===== TEXT EXCERPT

Argument of the Defendant:

•    The Scandinavian Agency stated that as he was not the carrier, he should not be liable for claims by the plaintiff. The defendant argues he acted as agent only and as such cannot be responsible for the carriage itself or for any delay in departure.

What is the standing of the Scandinavian Agency in the frame of the contractual relationship of the parties ?

Judgment of the District Court:

•    Although the Agent has acted within the scope of an authority given to him by the principal, the actual transaction was made directly between the representative of the consignee and the Agent. Under this agreement, the Agent undertook to use suitable carriers and to meet the time schedule represented by the consignee for the expected arrival of the shipment.

•    The Agent will not be exempted from liability, although he acted as agent only on behalf of the foreign carrier. The term “as agent” is not an automatic exemption and the Agent would not be entitled to use it, in particular when his words or conduct reasonably led the consignee to believe that he has the best expertise, resources and contacts to accomplish the transaction.

•    The intention of the parties when contacted the Scandinavian Agency, was to authorize the Agent to act on behalf of the consignee and not only to carry out the ship’s agent’s normal duties of informing the consignee of the arrival of the ship etc.

==========

TASK GOAL:
Reproduce the passage of the court case summary from "Judgment of the" up to and including "accomplish the transaction.", word for word.

===== INFORMATION SUPPLIED

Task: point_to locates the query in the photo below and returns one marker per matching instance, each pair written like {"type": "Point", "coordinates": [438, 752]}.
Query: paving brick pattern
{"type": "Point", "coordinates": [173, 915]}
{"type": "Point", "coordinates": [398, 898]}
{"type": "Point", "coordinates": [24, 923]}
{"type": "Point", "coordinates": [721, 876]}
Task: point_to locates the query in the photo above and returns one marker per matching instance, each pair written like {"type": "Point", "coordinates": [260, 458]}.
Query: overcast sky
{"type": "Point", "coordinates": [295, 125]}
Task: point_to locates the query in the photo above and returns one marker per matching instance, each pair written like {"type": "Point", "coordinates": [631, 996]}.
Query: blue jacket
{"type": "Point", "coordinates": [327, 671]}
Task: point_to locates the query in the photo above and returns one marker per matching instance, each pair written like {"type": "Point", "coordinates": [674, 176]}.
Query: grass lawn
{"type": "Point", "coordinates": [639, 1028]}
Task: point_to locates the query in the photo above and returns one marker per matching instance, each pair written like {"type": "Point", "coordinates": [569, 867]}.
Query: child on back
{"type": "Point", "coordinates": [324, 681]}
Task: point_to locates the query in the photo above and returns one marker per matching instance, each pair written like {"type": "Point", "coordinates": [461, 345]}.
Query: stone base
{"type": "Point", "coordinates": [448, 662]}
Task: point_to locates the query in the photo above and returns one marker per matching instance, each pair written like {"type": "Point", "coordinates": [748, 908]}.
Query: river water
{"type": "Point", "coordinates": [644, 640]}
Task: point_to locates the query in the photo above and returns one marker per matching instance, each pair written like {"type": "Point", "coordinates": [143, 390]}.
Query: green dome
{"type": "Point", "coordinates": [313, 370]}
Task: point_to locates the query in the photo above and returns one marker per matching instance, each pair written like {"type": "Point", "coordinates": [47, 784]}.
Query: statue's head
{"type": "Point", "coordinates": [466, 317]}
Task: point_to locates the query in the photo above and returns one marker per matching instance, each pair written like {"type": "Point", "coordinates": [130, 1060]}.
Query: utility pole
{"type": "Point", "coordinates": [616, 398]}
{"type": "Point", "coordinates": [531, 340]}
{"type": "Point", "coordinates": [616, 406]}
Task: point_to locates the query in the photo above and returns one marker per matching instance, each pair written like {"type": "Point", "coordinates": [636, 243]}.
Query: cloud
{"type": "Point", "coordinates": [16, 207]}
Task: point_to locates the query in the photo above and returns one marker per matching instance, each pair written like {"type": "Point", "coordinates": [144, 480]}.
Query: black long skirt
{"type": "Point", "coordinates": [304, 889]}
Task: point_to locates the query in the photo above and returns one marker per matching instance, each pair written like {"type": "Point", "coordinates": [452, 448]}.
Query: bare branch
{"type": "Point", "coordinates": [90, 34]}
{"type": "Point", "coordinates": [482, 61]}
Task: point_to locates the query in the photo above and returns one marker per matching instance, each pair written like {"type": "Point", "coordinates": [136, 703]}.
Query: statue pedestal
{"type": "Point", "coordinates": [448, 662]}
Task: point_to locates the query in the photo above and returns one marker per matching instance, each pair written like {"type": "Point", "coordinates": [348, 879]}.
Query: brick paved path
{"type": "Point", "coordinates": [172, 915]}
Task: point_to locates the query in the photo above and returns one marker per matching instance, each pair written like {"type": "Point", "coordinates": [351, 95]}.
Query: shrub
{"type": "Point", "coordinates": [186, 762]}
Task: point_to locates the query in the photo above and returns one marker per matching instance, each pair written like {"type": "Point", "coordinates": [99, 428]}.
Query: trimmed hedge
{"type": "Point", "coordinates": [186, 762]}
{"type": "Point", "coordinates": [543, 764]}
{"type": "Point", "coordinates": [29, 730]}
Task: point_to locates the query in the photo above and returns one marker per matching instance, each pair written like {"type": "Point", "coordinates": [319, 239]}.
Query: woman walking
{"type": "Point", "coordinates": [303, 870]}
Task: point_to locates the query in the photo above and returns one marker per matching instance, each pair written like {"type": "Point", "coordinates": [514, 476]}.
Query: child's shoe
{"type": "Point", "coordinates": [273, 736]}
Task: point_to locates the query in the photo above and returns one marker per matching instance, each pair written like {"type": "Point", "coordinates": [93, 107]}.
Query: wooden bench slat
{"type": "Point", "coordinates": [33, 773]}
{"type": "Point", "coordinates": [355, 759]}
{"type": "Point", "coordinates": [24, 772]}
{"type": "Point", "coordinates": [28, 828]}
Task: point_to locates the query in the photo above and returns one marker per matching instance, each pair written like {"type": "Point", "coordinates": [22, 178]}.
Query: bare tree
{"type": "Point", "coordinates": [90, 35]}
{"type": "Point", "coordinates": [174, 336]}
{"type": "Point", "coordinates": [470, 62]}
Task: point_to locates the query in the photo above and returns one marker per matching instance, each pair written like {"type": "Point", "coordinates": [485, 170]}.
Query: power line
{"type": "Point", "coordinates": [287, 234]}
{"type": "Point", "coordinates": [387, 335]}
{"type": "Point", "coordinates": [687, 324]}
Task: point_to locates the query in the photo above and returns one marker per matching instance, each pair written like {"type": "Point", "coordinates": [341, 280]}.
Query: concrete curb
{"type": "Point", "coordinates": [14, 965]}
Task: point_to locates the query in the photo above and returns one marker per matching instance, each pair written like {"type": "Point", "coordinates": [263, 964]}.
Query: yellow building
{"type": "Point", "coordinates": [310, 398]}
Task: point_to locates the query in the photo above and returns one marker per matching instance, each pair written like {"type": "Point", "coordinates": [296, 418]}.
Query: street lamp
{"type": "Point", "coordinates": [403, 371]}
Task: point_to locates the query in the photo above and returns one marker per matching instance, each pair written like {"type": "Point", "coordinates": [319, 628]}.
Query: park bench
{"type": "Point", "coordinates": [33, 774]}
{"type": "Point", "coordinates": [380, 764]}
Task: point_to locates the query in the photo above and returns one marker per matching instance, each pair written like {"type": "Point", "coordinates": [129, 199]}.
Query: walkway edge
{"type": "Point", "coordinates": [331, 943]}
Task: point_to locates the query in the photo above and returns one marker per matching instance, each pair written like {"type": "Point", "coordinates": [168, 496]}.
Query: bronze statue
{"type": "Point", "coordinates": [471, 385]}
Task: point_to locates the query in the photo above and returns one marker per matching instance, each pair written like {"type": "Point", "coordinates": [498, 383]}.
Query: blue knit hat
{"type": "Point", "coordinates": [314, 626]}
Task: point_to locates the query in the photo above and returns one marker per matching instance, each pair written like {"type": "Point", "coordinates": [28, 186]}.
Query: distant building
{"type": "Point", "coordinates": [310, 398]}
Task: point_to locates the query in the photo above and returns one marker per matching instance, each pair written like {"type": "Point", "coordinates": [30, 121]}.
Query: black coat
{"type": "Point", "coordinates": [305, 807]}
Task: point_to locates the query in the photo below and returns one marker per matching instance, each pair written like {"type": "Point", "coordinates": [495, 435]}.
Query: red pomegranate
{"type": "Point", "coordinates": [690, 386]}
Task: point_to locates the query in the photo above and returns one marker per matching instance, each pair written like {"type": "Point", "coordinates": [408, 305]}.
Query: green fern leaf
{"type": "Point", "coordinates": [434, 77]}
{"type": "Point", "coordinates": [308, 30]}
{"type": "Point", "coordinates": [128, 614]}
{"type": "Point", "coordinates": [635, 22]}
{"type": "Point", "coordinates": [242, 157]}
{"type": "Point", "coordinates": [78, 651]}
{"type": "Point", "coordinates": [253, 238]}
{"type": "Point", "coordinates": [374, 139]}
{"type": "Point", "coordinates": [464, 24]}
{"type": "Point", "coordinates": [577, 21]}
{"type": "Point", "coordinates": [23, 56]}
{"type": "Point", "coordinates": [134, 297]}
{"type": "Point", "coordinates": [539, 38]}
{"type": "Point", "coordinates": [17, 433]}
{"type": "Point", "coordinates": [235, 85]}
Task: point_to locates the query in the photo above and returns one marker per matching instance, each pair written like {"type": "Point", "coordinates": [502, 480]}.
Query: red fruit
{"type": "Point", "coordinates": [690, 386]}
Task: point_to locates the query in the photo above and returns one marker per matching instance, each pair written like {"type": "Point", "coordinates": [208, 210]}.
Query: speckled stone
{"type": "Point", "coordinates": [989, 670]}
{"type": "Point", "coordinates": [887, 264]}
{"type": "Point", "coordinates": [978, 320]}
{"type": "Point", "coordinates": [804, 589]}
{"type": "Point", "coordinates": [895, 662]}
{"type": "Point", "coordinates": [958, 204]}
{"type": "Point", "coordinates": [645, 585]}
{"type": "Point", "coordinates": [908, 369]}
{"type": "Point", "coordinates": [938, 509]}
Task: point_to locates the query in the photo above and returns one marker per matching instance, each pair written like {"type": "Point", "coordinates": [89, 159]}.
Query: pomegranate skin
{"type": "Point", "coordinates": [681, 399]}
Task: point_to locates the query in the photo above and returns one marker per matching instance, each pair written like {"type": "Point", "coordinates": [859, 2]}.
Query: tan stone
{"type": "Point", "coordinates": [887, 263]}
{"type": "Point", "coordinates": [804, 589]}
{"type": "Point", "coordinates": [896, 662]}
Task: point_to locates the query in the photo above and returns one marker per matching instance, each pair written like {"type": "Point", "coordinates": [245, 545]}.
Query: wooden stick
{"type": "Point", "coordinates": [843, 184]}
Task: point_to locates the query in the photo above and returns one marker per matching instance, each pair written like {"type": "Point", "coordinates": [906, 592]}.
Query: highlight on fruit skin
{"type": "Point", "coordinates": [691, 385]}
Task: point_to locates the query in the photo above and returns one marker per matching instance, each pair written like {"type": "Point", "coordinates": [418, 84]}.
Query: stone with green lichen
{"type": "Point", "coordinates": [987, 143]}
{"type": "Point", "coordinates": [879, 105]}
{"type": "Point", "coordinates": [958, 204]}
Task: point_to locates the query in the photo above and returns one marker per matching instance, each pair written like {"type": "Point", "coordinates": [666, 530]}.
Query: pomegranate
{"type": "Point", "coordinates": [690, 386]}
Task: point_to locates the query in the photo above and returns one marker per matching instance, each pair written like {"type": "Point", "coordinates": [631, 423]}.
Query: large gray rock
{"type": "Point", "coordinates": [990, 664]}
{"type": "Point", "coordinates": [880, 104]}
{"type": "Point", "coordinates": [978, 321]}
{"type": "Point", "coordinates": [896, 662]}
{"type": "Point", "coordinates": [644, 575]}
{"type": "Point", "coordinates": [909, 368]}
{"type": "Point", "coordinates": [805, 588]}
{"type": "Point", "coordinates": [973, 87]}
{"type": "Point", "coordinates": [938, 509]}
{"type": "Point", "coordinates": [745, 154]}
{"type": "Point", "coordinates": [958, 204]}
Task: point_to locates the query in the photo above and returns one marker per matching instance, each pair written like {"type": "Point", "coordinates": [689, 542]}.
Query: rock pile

==========

RESULT FOR THIS TASK:
Judgment of the District Court:

•    Although the Agent has acted within the scope of an authority given to him by the principal, the actual transaction was made directly between the representative of the consignee and the Agent. Under this agreement, the Agent undertook to use suitable carriers and to meet the time schedule represented by the consignee for the expected arrival of the shipment.

•    The Agent will not be exempted from liability, although he acted as agent only on behalf of the foreign carrier. The term “as agent” is not an automatic exemption and the Agent would not be entitled to use it, in particular when his words or conduct reasonably led the consignee to believe that he has the best expertise, resources and contacts to accomplish the transaction.